Action item: Below is a listing from which only part is wanted; return exactly the lines from the one with "207H117L119 210L115 205ZM145" up to and including the one with "143L105 145L104 152L68".

Listed entries:
==========

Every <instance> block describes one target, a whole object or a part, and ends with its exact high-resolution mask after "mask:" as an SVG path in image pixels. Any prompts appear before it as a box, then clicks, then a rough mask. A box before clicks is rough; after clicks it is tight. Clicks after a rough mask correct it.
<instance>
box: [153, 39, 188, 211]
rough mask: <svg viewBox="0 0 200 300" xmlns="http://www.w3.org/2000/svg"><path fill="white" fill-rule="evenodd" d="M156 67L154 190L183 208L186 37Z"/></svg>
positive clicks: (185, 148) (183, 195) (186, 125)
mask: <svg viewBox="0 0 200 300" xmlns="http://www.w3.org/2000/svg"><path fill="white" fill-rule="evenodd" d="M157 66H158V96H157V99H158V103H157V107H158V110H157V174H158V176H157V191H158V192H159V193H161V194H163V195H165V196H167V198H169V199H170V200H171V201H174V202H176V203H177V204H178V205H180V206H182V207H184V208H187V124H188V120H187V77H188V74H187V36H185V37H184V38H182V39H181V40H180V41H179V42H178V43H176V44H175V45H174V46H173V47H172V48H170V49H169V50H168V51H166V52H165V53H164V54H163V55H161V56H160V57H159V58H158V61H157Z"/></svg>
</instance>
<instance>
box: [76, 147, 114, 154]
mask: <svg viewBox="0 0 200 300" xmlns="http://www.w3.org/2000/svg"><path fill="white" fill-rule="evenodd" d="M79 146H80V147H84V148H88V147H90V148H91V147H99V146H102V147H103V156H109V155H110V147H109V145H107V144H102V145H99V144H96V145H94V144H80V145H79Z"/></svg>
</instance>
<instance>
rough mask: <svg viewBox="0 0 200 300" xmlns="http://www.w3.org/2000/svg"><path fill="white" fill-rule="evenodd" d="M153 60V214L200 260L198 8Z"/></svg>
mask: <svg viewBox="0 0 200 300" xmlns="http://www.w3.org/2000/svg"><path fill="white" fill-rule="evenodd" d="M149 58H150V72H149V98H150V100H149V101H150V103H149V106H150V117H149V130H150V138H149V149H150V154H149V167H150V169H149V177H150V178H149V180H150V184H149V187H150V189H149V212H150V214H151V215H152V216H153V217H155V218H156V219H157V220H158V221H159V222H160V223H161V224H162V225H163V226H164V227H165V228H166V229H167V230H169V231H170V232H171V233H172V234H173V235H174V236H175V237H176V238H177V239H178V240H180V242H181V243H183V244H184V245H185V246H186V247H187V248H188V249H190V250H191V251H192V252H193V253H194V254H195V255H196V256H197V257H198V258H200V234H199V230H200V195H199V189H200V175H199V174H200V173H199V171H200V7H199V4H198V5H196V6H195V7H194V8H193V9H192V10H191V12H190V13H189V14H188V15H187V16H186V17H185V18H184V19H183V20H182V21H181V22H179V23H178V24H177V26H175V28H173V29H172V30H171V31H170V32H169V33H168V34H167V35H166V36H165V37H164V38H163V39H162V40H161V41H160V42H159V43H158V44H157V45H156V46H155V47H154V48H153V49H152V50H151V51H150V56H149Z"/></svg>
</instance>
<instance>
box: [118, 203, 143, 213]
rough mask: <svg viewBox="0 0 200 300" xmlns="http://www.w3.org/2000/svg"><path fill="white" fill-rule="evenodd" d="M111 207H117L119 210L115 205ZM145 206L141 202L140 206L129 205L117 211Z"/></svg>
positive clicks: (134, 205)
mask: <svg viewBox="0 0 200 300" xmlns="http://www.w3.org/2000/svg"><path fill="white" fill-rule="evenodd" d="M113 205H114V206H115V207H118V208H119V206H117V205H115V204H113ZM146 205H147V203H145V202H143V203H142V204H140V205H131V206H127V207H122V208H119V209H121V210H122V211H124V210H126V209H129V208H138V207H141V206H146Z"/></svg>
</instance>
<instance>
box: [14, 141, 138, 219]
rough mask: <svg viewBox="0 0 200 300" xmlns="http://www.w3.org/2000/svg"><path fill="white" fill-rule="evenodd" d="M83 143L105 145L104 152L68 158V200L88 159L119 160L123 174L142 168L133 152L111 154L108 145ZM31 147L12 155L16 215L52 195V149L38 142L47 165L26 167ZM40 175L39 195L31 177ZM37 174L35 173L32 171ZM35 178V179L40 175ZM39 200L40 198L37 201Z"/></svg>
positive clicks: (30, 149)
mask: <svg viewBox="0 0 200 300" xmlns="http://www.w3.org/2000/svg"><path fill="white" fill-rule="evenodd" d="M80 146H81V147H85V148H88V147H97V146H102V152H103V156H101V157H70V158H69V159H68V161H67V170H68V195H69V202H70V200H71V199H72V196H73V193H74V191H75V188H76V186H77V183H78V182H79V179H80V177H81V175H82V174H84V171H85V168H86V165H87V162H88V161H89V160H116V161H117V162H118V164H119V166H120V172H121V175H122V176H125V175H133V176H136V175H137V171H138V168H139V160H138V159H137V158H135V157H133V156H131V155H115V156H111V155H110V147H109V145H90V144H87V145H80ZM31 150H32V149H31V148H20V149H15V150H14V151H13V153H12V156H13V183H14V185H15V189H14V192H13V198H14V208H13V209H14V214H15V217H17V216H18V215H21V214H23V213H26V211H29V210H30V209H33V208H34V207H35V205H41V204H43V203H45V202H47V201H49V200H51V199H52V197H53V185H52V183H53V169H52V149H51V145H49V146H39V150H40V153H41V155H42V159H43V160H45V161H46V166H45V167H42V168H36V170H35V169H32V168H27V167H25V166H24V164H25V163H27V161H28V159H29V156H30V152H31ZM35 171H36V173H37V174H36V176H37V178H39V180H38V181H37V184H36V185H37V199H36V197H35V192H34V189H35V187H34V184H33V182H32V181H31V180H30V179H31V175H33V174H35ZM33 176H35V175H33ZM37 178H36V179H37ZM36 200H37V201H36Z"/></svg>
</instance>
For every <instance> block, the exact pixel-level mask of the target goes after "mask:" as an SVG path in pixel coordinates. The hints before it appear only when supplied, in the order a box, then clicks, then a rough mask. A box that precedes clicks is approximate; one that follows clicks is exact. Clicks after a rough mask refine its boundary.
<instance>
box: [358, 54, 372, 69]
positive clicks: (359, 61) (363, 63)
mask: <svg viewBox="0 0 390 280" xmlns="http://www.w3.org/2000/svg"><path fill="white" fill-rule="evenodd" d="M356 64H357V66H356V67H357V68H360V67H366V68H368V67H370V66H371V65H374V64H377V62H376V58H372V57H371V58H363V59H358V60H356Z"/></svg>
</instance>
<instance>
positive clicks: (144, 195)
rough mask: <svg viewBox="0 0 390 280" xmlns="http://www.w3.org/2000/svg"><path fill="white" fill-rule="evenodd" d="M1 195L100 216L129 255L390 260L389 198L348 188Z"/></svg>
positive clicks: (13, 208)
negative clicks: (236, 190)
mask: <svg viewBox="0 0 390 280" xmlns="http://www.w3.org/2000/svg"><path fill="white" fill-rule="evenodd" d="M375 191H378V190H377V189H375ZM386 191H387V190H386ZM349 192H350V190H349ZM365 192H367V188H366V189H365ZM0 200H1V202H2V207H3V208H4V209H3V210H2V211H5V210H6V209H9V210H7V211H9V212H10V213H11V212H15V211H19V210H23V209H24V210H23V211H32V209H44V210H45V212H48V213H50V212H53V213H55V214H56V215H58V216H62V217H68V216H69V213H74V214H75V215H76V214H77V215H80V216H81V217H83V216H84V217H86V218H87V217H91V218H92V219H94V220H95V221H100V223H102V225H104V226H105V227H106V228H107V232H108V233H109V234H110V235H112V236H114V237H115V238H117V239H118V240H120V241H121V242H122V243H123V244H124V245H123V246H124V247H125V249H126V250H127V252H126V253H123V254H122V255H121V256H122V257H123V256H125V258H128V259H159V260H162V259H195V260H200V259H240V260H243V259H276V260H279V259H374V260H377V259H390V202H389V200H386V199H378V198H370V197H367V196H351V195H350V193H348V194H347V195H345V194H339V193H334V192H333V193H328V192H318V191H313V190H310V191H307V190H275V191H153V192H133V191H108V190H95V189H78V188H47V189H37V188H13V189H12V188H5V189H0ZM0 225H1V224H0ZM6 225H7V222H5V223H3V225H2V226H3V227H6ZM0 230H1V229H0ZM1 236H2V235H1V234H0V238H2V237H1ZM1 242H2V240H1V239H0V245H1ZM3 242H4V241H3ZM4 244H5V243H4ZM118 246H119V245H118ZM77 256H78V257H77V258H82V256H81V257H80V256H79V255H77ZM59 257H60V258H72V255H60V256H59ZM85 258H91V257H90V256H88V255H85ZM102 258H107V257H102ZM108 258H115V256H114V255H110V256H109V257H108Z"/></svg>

==========

Answer to the problem:
rough mask: <svg viewBox="0 0 200 300" xmlns="http://www.w3.org/2000/svg"><path fill="white" fill-rule="evenodd" d="M111 207H117L119 210L115 205ZM145 206L141 202L140 206L129 205L117 211Z"/></svg>
positive clicks: (134, 205)
mask: <svg viewBox="0 0 200 300" xmlns="http://www.w3.org/2000/svg"><path fill="white" fill-rule="evenodd" d="M113 205H114V206H115V207H118V208H119V206H117V205H115V204H113ZM146 205H147V203H145V202H143V203H142V204H140V205H131V206H127V207H122V208H119V209H121V210H122V211H124V210H126V209H129V208H138V207H141V206H146Z"/></svg>
</instance>
<instance>
box: [14, 141, 138, 219]
rough mask: <svg viewBox="0 0 200 300" xmlns="http://www.w3.org/2000/svg"><path fill="white" fill-rule="evenodd" d="M83 143L105 145L104 152L68 158V200L88 159L119 160L123 174L142 168L133 152L111 154L108 145ZM31 147L12 155L16 215L52 195V149L38 142L47 165L26 167ZM40 175L39 195L31 177ZM37 174L35 173L32 171ZM35 178V179L40 175ZM39 200L40 198L37 201Z"/></svg>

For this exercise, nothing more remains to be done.